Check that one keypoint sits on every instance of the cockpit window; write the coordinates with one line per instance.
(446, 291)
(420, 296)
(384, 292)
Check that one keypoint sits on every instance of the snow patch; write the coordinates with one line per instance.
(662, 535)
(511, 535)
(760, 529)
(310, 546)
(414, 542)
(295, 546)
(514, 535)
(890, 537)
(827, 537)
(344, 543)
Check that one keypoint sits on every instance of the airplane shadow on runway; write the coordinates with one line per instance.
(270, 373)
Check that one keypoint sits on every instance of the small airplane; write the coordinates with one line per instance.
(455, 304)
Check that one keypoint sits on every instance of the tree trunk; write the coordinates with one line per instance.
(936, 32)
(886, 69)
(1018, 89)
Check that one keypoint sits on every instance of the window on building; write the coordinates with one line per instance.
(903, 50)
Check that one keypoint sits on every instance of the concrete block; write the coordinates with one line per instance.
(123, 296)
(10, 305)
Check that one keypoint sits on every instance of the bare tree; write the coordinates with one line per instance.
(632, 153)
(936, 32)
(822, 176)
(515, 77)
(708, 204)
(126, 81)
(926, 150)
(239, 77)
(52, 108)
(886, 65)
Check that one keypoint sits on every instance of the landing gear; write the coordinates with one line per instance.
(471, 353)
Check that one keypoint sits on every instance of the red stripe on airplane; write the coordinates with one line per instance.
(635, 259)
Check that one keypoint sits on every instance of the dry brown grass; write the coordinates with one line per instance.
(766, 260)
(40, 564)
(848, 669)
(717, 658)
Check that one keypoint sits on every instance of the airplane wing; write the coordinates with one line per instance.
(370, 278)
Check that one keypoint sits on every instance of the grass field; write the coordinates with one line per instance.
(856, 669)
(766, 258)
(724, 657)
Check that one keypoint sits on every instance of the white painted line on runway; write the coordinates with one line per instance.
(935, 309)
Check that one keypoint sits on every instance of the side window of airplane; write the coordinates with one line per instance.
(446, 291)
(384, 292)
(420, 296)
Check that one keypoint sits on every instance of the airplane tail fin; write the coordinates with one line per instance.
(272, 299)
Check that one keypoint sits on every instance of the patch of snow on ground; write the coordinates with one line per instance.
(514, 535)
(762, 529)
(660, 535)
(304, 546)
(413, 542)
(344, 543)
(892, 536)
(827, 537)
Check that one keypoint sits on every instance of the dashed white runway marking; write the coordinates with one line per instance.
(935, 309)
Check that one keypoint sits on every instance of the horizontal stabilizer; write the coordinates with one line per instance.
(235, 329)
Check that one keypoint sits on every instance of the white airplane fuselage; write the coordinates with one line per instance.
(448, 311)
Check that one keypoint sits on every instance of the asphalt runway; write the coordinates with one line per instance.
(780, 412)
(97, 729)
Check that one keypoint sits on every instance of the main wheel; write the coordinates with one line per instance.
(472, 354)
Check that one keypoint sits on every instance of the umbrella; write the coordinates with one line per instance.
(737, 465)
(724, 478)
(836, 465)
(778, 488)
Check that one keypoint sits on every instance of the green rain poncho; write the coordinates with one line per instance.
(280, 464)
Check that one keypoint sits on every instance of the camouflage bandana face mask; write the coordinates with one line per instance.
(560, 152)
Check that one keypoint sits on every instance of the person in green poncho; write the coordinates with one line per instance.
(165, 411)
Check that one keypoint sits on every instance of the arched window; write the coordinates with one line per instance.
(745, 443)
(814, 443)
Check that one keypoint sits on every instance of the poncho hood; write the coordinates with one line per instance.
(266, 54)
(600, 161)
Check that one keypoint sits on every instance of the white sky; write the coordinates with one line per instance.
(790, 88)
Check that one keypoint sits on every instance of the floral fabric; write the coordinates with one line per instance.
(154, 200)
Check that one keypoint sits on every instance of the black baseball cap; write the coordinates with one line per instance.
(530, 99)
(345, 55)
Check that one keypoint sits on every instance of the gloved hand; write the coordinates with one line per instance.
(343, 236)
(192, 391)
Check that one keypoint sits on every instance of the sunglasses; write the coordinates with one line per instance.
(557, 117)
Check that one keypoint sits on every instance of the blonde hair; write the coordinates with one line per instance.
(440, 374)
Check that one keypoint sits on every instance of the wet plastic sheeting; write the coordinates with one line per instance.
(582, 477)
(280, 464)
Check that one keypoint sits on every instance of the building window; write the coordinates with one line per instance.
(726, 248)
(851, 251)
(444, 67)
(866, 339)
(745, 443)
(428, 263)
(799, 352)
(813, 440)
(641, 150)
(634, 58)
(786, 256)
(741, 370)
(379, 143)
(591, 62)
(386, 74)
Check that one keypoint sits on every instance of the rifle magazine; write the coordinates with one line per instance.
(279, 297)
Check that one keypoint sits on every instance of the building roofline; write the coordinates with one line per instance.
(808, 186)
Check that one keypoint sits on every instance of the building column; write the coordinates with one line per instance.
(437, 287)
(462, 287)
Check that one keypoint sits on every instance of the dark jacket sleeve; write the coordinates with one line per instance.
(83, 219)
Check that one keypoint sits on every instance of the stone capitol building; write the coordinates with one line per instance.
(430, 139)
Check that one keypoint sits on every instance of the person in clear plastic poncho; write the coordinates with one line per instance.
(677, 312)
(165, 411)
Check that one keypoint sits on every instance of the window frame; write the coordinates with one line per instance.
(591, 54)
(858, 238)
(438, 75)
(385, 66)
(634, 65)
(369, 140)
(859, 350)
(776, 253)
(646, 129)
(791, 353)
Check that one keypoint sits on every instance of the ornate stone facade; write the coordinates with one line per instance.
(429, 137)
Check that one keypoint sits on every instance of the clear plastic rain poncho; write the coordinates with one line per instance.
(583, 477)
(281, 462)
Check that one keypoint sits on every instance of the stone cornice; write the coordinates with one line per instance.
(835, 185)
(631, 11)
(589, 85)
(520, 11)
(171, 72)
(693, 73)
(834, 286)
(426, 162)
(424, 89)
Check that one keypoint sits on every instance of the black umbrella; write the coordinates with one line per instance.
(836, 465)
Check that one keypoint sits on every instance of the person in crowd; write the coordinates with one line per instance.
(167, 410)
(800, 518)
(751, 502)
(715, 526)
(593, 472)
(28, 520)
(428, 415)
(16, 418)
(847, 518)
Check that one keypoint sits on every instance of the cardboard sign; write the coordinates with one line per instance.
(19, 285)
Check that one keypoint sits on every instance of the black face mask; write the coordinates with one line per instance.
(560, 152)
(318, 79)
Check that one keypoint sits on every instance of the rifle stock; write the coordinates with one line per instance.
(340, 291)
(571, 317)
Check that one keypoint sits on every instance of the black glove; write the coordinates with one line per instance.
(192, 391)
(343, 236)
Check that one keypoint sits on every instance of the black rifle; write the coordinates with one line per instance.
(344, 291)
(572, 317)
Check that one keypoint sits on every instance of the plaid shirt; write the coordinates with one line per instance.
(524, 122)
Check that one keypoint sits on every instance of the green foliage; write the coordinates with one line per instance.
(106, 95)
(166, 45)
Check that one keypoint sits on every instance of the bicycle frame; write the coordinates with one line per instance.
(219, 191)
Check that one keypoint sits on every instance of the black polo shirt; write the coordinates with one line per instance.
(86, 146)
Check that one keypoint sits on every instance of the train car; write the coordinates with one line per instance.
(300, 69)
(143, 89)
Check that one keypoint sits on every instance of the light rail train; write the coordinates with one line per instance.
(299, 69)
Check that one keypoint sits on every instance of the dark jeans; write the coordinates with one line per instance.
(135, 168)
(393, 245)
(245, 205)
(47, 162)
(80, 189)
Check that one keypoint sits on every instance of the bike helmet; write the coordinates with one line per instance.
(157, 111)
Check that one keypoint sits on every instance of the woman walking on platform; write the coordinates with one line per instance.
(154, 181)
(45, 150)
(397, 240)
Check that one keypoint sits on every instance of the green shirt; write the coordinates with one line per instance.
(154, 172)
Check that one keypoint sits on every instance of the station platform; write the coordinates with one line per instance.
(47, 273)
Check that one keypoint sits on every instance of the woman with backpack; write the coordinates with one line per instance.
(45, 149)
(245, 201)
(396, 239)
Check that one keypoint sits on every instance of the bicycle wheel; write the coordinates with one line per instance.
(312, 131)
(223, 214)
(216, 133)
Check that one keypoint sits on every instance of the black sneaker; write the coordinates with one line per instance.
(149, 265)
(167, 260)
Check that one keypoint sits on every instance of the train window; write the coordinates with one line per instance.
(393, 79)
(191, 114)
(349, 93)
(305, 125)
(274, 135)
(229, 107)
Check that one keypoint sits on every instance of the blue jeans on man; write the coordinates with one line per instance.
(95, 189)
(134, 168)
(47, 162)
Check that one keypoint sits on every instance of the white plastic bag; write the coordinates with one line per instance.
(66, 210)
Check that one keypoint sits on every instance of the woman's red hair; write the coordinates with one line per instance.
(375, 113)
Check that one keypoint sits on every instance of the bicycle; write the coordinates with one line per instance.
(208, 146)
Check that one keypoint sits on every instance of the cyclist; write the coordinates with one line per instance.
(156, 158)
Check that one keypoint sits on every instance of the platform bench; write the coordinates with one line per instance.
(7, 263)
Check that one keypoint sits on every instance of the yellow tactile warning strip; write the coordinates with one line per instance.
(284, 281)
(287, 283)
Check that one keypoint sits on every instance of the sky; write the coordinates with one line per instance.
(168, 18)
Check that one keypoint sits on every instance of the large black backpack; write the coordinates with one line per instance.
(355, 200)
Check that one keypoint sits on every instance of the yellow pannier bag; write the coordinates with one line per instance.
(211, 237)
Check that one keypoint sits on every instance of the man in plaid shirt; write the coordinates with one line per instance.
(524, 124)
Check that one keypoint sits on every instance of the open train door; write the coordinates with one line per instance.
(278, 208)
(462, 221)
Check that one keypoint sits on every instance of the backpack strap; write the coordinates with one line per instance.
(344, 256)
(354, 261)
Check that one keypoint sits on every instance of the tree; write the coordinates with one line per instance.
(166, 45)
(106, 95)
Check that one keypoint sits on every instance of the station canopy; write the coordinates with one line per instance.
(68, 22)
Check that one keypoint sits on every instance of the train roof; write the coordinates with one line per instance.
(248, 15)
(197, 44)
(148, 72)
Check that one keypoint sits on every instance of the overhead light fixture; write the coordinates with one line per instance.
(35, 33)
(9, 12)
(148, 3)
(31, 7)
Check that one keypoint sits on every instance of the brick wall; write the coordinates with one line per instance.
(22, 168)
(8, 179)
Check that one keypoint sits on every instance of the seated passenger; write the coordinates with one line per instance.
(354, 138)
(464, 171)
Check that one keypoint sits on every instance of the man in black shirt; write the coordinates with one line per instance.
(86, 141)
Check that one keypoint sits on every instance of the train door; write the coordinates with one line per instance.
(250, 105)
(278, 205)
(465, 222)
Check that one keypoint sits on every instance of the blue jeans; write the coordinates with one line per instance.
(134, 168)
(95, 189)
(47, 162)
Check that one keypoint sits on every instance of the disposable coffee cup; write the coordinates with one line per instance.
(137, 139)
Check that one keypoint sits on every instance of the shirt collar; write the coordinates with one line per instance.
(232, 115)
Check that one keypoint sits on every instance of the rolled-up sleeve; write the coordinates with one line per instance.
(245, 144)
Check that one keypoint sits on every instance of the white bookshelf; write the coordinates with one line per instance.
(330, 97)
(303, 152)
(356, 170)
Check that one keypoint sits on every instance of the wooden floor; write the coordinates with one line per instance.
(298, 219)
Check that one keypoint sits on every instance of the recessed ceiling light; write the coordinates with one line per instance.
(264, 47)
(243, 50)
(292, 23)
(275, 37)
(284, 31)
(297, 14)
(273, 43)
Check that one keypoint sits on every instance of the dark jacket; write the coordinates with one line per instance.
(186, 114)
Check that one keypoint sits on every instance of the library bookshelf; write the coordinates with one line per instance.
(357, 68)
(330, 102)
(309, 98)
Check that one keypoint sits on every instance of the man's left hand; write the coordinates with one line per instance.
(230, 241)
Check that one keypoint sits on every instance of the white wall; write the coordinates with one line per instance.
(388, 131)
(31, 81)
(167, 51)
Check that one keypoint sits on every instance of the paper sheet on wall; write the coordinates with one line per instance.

━━━━━━━━━━━━━━━━

• [Task objective]
Begin with the line that contains "Check that one keypoint sits on every instance of the library" and quote each line after it exactly, stopping after the last line of the data.

• [The response]
Check that one keypoint sits on every instance of the library bookshelf; write the coordinates with one line per instance.
(357, 68)
(330, 102)
(309, 98)
Check that one keypoint sits on every instance of the man's left hand; write the coordinates with one line per instance.
(230, 241)
Check that one keypoint sits on every instance of the white wall; write the coordinates with one line per instance.
(388, 131)
(31, 81)
(167, 51)
Check that one keypoint sits on every instance of the paper sheet on wall; write the coordinates with one line per instance.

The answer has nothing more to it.